** Цитируемый отрывок **

┌────────

А потом — все, отец исчез, и они наводили справки, говорили, что он в дальних лагерях, а на самом деле его в 1938 году расстреляли, потому что в лагере возникло новое дело — дело о тайных богослужениях. Ну его там обвинили, что он портит какой-то инвентарь во время работ. Но самое главное, что накануне праздничных дней и воскресных какая-то группа людей собиралась и пела церковные песнопения. Ну понятно, что это было к тому времени совершенно запрещенное совершение богослужений. За это вот он был приговорен к расстрелу. Никого он не оговорил, вел себя очень мужественно, и вот таким остался пастырем до конца. Они не знали о его судьбе, и даже были слухи, что вот скоро придет, что вот, там, сначала амнистия была, потом реабилитация, и только вот уже потом, наверное, году в 1956-м, он выяснил...

А. Пичугин

— ...уже будучи сам священником...

А. Светозарский

— Он был не только... Да, и, причем, он служил, он рассказывал — говорит, вот такое было чувство... Его приходской был участок — храм Успения в Гончарах, Болгарское подворье, он с 1956 года там служил. И, ну, ходил с требами по домам и проходил мимо тогда еще действовавшей Таганской тюрьмы. Вот, говорит, мысль была: а не там ли отец? Действительно, выяснилось по документам, что отец там, в этой тюрьме, находился некоторое время, пока его не выслали в лагерь.

└────────

** Записи из набора данных **

┌────────

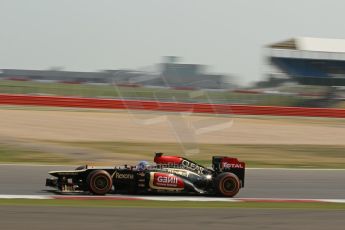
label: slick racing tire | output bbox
[215,173,241,197]
[87,170,113,195]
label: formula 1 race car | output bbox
[46,153,245,197]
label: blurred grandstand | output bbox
[255,37,345,107]
[0,57,231,90]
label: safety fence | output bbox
[0,94,345,118]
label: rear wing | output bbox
[212,156,246,187]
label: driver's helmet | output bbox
[137,161,150,170]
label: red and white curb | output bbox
[0,195,345,203]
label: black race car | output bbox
[46,153,245,197]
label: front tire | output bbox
[215,173,241,197]
[87,170,113,195]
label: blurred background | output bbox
[0,0,345,167]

└────────

** Задания **
- a) Пожалуйста, сдвиньте на -135 каждое число в координатах рамок в записях, начиная со строки с «label: red and white curb | output bbox» (включительно) и до конца записей. Приведите заново только эти строки целиком, вместе с запросами.
- b) Подхватите рассказ о расстрелянном священнике и продолжите его с фразы, идущей следом за последней приведенной.
Записи никак не связаны с рассказом о расстрелянном священнике.

** Ответы по заданиям **
- a)
label: red and white curb | output bbox
[-135,60,210,68]
label: black race car | output bbox
[-89,18,110,62]
label: front tire | output bbox
[80,38,106,62]
[-48,35,-22,60]
label: blurred background | output bbox
[-135,-135,210,32]

- b)
А. Пичугин

— Вообще, это такое очень, наверное, страшное ощущение — впоследствии это люди осознают, как мне кажется, хотя слава Богу, что нам это понять сложно, когда вот человека уже нет полтора десятилетия, когда... он был расстрелян-то практически сразу, в 1937-м арестовали, в 1938-м расстреляли... в 1936-м, да... Ну, через полтора-два года расстреляли. А семья ждет — там, 20 лет ждет. Только...

А. Светозарский

— Да, семья ждет и не знает, потому что сообщили, что умер, там, от какой-то недостаточности сердечной или что-то еще, а то, что вот он расстрелян, узнали уже вот там, не знаю, на рубеже, может быть, 80 — 90-х годов. Вот. Такое у него было интересное тоже, поучительное отношение. Ну, понятно, там, выяснили обстоятельства его кончины, и... Ну, в общем, надо было собирать документы, подавать на канонизацию. Вот как-то он было начал, и потом — раз! — говорит: «Нет, — говорит, — Бог своих знает». То есть вот смирение проявлялось и в том, что, ну, ему было неловко — как это, сын...

К. Толоконникова

— То есть он не предпринимал никаких усилий для канонизации отца?..

А. Светозарский

— Нет... Собрали документы, он показал эти документы, рассказывал, что это такое, я их видел — ну, копии, конечно. Но вот так: «Бог своих знает», у него было вот такое. Знаете, иногда бывает такое. Ну понятно, что если, там, родные пострадавшие есть, там, в церковных семьях, выходцы из духовного сословия — там у меня такие святые, сякие, но иногда их перехлестывает — там, «у нас, у новомучеников, принято...», там, что-то вот такое... У него этого не было ничего абсолютно. Была память об отце...

К. Толоконникова

— Да, да, к сожалению, это иногда становится каким-то поводом кичиться.

А. Светозарский

— Заносчивость, да.

К. Толоконникова

— И это мне напоминает басню Крылова, помните? О том, как гуси Рим спасли: «Да, ваши предки Рим спасли, а вы-то сами что же?», да? Вот.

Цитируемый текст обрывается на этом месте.